Written problem: Starting with the line that contains "Target = snow on ground" and going on through the end of the data, write those lines out again with "long black coat" changed to "dark wool overcoat" and nothing else altered. Leave the pictures out of your answer.

## start Data rows

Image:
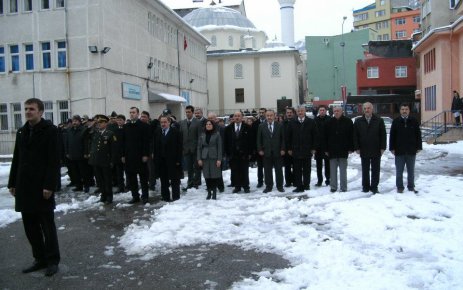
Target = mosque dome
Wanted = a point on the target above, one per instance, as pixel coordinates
(218, 16)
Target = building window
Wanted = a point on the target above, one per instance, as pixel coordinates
(59, 3)
(275, 69)
(3, 117)
(61, 45)
(401, 34)
(17, 116)
(430, 61)
(27, 5)
(372, 72)
(13, 6)
(380, 13)
(400, 71)
(239, 95)
(46, 55)
(29, 56)
(14, 53)
(361, 17)
(400, 21)
(238, 71)
(48, 112)
(45, 4)
(430, 98)
(63, 111)
(214, 40)
(2, 59)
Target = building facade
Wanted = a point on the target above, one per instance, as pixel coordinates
(325, 69)
(93, 57)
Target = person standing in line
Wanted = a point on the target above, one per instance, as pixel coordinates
(370, 143)
(32, 182)
(287, 159)
(135, 155)
(405, 142)
(238, 149)
(167, 154)
(271, 147)
(339, 144)
(209, 156)
(320, 156)
(190, 129)
(259, 159)
(302, 141)
(102, 157)
(457, 107)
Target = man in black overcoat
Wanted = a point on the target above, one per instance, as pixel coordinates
(135, 155)
(167, 154)
(32, 182)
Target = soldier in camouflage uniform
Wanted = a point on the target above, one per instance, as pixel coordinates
(102, 155)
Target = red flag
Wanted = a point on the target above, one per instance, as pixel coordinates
(185, 44)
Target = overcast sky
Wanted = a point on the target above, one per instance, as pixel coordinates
(311, 17)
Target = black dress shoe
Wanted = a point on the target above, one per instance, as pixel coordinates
(35, 267)
(134, 200)
(51, 270)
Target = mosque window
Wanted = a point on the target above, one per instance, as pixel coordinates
(214, 40)
(275, 69)
(238, 71)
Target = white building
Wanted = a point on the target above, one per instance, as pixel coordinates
(99, 56)
(242, 72)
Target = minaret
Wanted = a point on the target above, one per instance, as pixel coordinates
(287, 21)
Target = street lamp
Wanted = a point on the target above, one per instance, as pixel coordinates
(343, 87)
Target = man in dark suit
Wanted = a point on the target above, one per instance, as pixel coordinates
(405, 143)
(271, 146)
(32, 182)
(190, 129)
(135, 155)
(320, 157)
(370, 143)
(102, 157)
(238, 149)
(168, 157)
(302, 141)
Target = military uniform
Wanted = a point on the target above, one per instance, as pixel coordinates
(102, 157)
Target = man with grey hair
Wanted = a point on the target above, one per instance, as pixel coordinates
(370, 143)
(339, 144)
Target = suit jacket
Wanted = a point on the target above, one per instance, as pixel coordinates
(302, 138)
(190, 135)
(238, 145)
(35, 167)
(169, 148)
(370, 138)
(271, 143)
(135, 144)
(405, 136)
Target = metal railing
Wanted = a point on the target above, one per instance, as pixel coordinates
(437, 126)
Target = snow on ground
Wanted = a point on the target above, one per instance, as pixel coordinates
(333, 241)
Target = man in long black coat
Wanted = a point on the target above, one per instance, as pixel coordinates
(370, 143)
(167, 153)
(32, 182)
(238, 147)
(302, 141)
(135, 155)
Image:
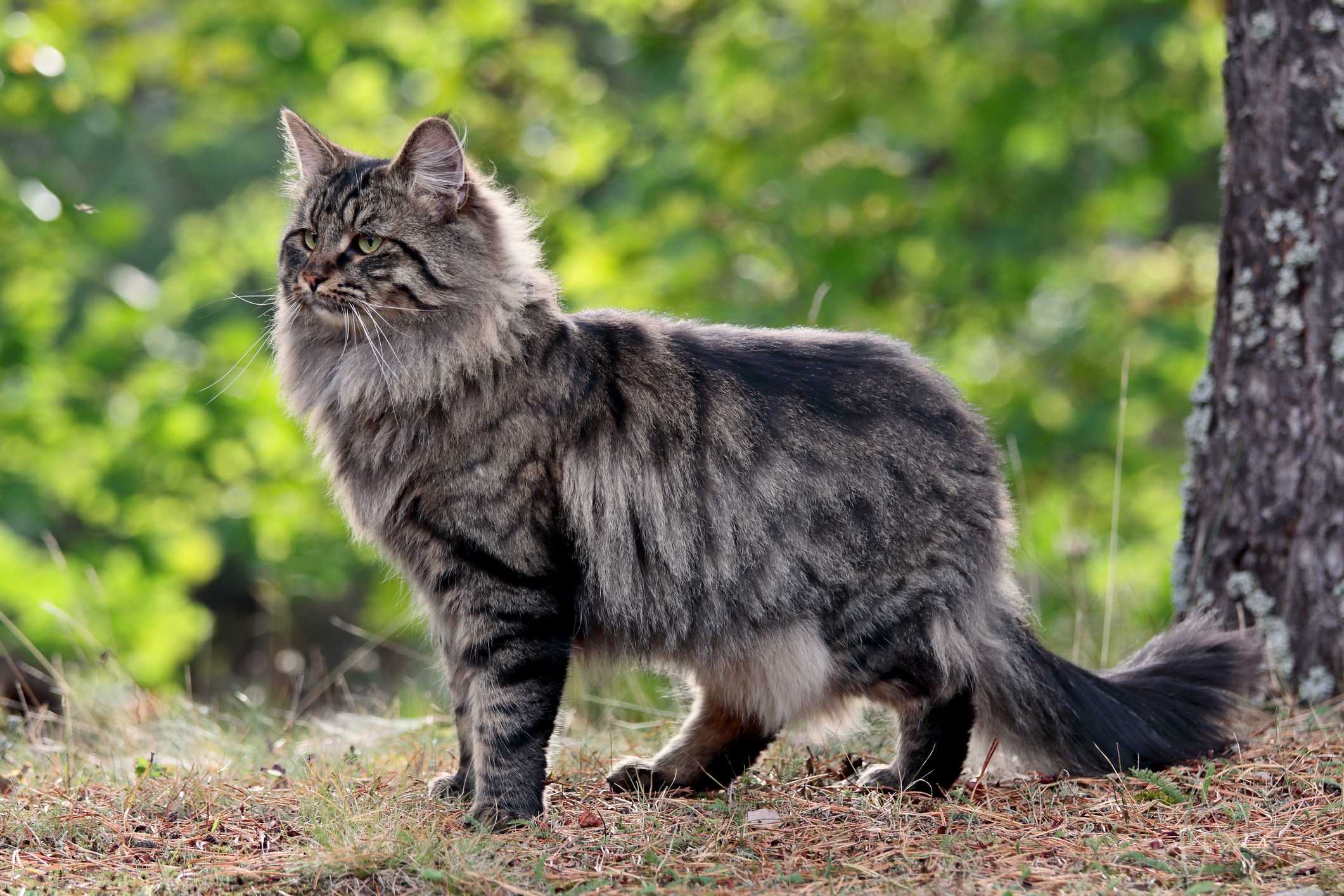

## end Data rows

Task solution:
Target = snow on ground
Wanted = a point on the target above, one per instance, as pixel coordinates
(333, 241)
Target = man in dark wool overcoat
Wanted = a point on the target above, one per instance, as pixel coordinates
(370, 143)
(167, 153)
(32, 182)
(238, 147)
(302, 141)
(135, 155)
Image:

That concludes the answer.